• Ming. Okt 6th, 2024

KowantaraNews

RINGKAS DAN TAJAM

DK PBB: Raksasa Tanpa Taring di Tengah Badai Konflik Global

ByAdmin

Sep 22, 2024
Sharing is caring

Jakarta, Kowantarannews.com -Sejak pembentukannya setelah Perang Dunia II, Dewan Keamanan Perserikatan Bangsa-Bangsa (DK PBB) telah menjadi organ paling penting di dunia dalam menjaga perdamaian dan keamanan internasional. Lima negara besar — Amerika Serikat, Rusia, Tiongkok, Inggris, dan Prancis — memegang kursi tetap dan hak veto yang sangat menentukan dalam tubuh ini. Namun, 79 tahun sejak berdirinya, Dewan ini semakin dianggap sebagai “raksasa tanpa taring”, gagal memberikan solusi bagi konflik-konflik besar yang mengancam stabilitas global. Dari perang di Ukraina, Gaza, Sudan, hingga berbagai tragedi kemanusiaan lainnya, peran DK PBB justru terjebak dalam pusaran kebuntuan diplomasi dan kepentingan politik.

Dengan momentum pertemuan puncak “KTT untuk Masa Depan” yang diadakan bersamaan dengan sidang ke-79 Majelis Umum PBB pada 23 September 2024, semakin kuat desakan untuk mereformasi DK PBB yang dinilai usang dan tidak efektif. Dunia membutuhkan Dewan yang berfungsi, berani mengambil tindakan nyata, dan tidak terbelenggu oleh hak veto yang kerap kali hanya mencerminkan kepentingan sempit lima negara anggota tetap.

Mandulnya Kekuatan Veto

Salah satu alasan utama mandulnya DK PBB adalah hak veto yang dimiliki oleh lima anggota tetap. Hak veto ini seharusnya digunakan untuk mencegah tindakan-tindakan yang dapat mengancam perdamaian internasional. Namun, dalam kenyataannya, veto sering kali digunakan sebagai alat perlindungan bagi kepentingan negara-negara besar. Rusia, misalnya, kerap memveto resolusi terkait dengan konflik di Ukraina dan Suriah, sementara Amerika Serikat berkali-kali menggunakan hak vetonya untuk melindungi sekutunya, Israel, dari kecaman atas konflik dengan Palestina.

Menurut Sekretaris Jenderal PBB, António Guterres, dalam pidatonya pada 13 September 2024, hak veto justru menjadi penghalang utama untuk mencapai tujuan utama PBB, yaitu menjaga perdamaian dan keamanan global. “Dewan Keamanan semakin tidak relevan dan semakin merusak kredibilitas PBB sebagai organisasi internasional,” kata Guterres, menekankan pentingnya reformasi DK PBB yang kini tidak lagi mampu merespons tantangan-tantangan baru dunia.

Situasi ini memunculkan pertanyaan: Bagaimana mungkin sebuah lembaga yang dibentuk untuk menjaga perdamaian justru menjadi sumber kebuntuan dalam menyelesaikan konflik? Hal ini mencerminkan bahwa arsitektur DK PBB yang dirancang pada 1945 sudah tidak lagi sesuai dengan realitas politik dan ekonomi global di abad ke-21.

:::::

TUJUAN:
Ringkaslah bacaan tentang Dewan Keamanan PBB di atas dalam dua kalimat.

BAGIAN DATA:
:::::

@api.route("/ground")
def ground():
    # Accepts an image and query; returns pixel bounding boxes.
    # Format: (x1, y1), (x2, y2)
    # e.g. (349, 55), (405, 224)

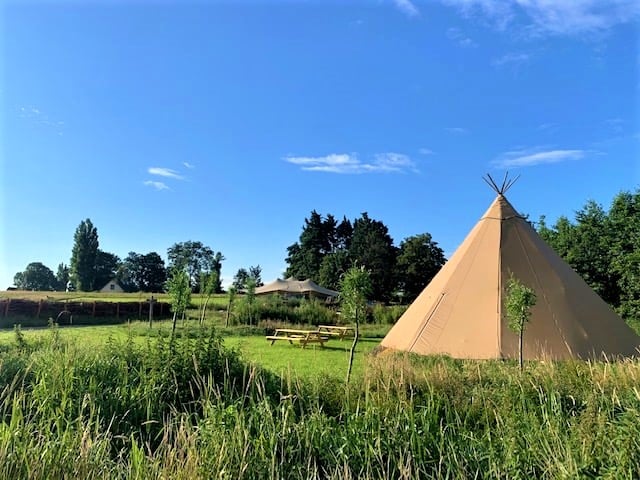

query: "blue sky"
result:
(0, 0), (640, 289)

:::::

HASIL LATIHAN:
Dewan Keamanan PBB, dengan lima anggota tetap pemegang hak veto, semakin dianggap sebagai "raksasa tanpa taring" yang gagal memberikan solusi bagi konflik besar seperti di Ukraina, Gaza, dan Sudan. Hak veto yang kerap digunakan untuk melindungi kepentingan negara besar menjadi salah satu alasan utama mandulnya Dewan tersebut, sementara Sekretaris Jenderal António Guterres menekankan pentingnya reformasi DK PBB.